- [TASK GOAL] Rewrite every line of the records below as a Markdown table, omitting blank lines. Use a "No." column that numbers the rows and a "Text" column that holds each line.

Detection annotation records:

begin

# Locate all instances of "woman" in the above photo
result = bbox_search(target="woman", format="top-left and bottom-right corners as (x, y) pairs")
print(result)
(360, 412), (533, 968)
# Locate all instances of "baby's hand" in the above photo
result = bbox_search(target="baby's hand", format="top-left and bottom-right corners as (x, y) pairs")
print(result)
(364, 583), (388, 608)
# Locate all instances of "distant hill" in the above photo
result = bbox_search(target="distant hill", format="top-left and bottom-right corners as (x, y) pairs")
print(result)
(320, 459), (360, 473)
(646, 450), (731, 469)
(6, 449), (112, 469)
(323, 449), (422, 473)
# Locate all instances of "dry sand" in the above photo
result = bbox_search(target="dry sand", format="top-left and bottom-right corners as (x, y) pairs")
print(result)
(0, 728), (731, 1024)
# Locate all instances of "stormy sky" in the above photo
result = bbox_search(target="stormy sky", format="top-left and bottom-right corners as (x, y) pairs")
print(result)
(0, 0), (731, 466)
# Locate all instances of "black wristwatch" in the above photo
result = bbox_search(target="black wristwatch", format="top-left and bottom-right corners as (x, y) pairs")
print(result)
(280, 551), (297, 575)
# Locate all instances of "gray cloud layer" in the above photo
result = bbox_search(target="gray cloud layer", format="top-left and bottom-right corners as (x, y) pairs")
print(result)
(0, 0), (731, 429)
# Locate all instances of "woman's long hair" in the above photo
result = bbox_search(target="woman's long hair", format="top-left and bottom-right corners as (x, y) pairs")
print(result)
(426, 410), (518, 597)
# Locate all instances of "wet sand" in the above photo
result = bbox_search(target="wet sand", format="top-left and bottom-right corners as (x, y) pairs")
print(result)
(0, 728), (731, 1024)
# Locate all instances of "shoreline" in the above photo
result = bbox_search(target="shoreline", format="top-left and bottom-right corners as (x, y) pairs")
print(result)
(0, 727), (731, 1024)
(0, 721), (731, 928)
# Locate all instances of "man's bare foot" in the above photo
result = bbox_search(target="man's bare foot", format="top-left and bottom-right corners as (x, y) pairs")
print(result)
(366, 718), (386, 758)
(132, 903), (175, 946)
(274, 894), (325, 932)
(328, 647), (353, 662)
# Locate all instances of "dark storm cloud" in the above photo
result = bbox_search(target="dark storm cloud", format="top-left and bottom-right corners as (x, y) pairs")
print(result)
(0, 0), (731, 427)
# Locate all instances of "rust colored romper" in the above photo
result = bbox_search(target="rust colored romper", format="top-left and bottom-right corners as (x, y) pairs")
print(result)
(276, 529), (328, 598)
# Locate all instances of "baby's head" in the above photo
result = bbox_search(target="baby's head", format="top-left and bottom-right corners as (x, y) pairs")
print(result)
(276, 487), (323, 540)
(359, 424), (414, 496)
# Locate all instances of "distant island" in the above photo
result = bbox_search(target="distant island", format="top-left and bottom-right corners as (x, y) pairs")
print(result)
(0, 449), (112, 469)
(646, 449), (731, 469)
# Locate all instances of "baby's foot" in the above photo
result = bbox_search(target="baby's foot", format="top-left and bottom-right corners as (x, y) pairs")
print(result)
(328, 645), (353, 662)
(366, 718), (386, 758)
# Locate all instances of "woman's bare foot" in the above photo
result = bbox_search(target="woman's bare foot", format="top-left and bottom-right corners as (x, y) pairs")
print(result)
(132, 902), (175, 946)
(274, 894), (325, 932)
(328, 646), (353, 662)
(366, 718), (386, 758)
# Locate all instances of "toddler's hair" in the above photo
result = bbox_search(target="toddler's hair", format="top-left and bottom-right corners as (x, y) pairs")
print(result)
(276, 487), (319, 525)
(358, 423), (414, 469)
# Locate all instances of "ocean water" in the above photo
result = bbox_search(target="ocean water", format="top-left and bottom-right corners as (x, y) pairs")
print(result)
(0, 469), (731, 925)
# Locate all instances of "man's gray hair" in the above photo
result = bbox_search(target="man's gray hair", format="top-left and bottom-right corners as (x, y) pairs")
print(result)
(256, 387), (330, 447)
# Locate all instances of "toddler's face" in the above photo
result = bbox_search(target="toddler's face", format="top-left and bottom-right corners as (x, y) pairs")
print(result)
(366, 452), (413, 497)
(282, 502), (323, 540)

end

- [PROBLEM SOLUTION]
| No. | Text |
|---|---|
| 1 | # Locate all instances of "woman" in the above photo |
| 2 | result = bbox_search(target="woman", format="top-left and bottom-right corners as (x, y) pairs") |
| 3 | print(result) |
| 4 | (360, 412), (533, 968) |
| 5 | # Locate all instances of "baby's hand" in the above photo |
| 6 | result = bbox_search(target="baby's hand", format="top-left and bottom-right corners as (x, y) pairs") |
| 7 | print(result) |
| 8 | (364, 583), (388, 608) |
| 9 | # Locate all instances of "distant hill" in the above photo |
| 10 | result = bbox_search(target="distant hill", format="top-left and bottom-right corners as (x, y) pairs") |
| 11 | print(result) |
| 12 | (320, 459), (360, 473) |
| 13 | (646, 450), (731, 469) |
| 14 | (6, 449), (112, 469) |
| 15 | (323, 449), (422, 473) |
| 16 | # Locate all instances of "dry sand" in the above photo |
| 17 | result = bbox_search(target="dry sand", format="top-left and bottom-right corners as (x, y) pairs") |
| 18 | print(result) |
| 19 | (0, 728), (731, 1024) |
| 20 | # Locate all instances of "stormy sky" in the above photo |
| 21 | result = bbox_search(target="stormy sky", format="top-left and bottom-right corners as (x, y) pairs") |
| 22 | print(result) |
| 23 | (0, 0), (731, 466) |
| 24 | # Locate all instances of "black wristwatch" in the above photo |
| 25 | result = bbox_search(target="black wristwatch", format="top-left and bottom-right corners as (x, y) pairs") |
| 26 | print(result) |
| 27 | (280, 551), (297, 575) |
| 28 | # Locate all instances of "gray cloud layer" in the above photo |
| 29 | result = bbox_search(target="gray cloud layer", format="top-left and bottom-right corners as (x, y) pairs") |
| 30 | print(result) |
| 31 | (0, 0), (731, 429) |
| 32 | # Locate all instances of "woman's long hair" in the above photo |
| 33 | result = bbox_search(target="woman's long hair", format="top-left and bottom-right corners as (x, y) pairs") |
| 34 | print(result) |
| 35 | (426, 410), (518, 597) |
| 36 | # Locate all instances of "wet sand" in the above photo |
| 37 | result = bbox_search(target="wet sand", format="top-left and bottom-right corners as (x, y) pairs") |
| 38 | print(result) |
| 39 | (0, 728), (731, 1024) |
| 40 | # Locate all instances of "shoreline" in the above photo |
| 41 | result = bbox_search(target="shoreline", format="top-left and bottom-right corners as (x, y) pairs") |
| 42 | print(result) |
| 43 | (0, 727), (731, 1024) |
| 44 | (0, 721), (731, 928) |
| 45 | # Locate all instances of "man's bare foot" in the above photo |
| 46 | result = bbox_search(target="man's bare foot", format="top-left and bottom-right corners as (x, y) pairs") |
| 47 | print(result) |
| 48 | (366, 718), (386, 758) |
| 49 | (132, 903), (175, 946) |
| 50 | (274, 894), (325, 932) |
| 51 | (328, 647), (353, 662) |
| 52 | # Locate all instances of "dark storm cloud" in the above photo |
| 53 | result = bbox_search(target="dark storm cloud", format="top-left and bottom-right corners as (x, y) pairs") |
| 54 | print(result) |
| 55 | (0, 0), (731, 427) |
| 56 | # Locate all instances of "rust colored romper" in the above photo |
| 57 | result = bbox_search(target="rust colored romper", format="top-left and bottom-right corners as (x, y) pairs") |
| 58 | print(result) |
| 59 | (276, 529), (328, 598) |
| 60 | # Locate all instances of "baby's head" in the above photo |
| 61 | result = bbox_search(target="baby's head", format="top-left and bottom-right corners as (x, y) pairs") |
| 62 | print(result) |
| 63 | (276, 487), (323, 540) |
| 64 | (359, 424), (414, 496) |
| 65 | # Locate all instances of "distant island" in the above photo |
| 66 | result = bbox_search(target="distant island", format="top-left and bottom-right corners as (x, y) pairs") |
| 67 | print(result) |
| 68 | (0, 449), (112, 469) |
| 69 | (646, 449), (731, 469) |
| 70 | # Locate all instances of "baby's foot" in the above photo |
| 71 | result = bbox_search(target="baby's foot", format="top-left and bottom-right corners as (x, y) pairs") |
| 72 | print(result) |
| 73 | (328, 645), (353, 662) |
| 74 | (366, 718), (386, 758) |
| 75 | # Locate all instances of "woman's bare foot" in the above photo |
| 76 | result = bbox_search(target="woman's bare foot", format="top-left and bottom-right corners as (x, y) pairs") |
| 77 | print(result) |
| 78 | (132, 902), (175, 946) |
| 79 | (274, 894), (325, 932) |
| 80 | (328, 646), (353, 662) |
| 81 | (366, 718), (386, 758) |
| 82 | # Locate all instances of "toddler's hair" in the above photo |
| 83 | result = bbox_search(target="toddler's hair", format="top-left and bottom-right corners as (x, y) pairs") |
| 84 | print(result) |
| 85 | (276, 487), (319, 525) |
| 86 | (358, 423), (414, 469) |
| 87 | # Locate all instances of "ocean water" in the above photo |
| 88 | result = bbox_search(target="ocean water", format="top-left and bottom-right corners as (x, y) pairs") |
| 89 | print(result) |
| 90 | (0, 469), (731, 925) |
| 91 | # Locate all instances of "man's gray hair" in the above photo |
| 92 | result = bbox_search(target="man's gray hair", format="top-left and bottom-right corners as (x, y) pairs") |
| 93 | print(result) |
| 94 | (256, 387), (330, 447) |
| 95 | # Locate all instances of "toddler's face" in the above photo |
| 96 | result = bbox_search(target="toddler's face", format="top-left and bottom-right corners as (x, y) pairs") |
| 97 | print(result) |
| 98 | (366, 452), (413, 497) |
| 99 | (282, 502), (323, 540) |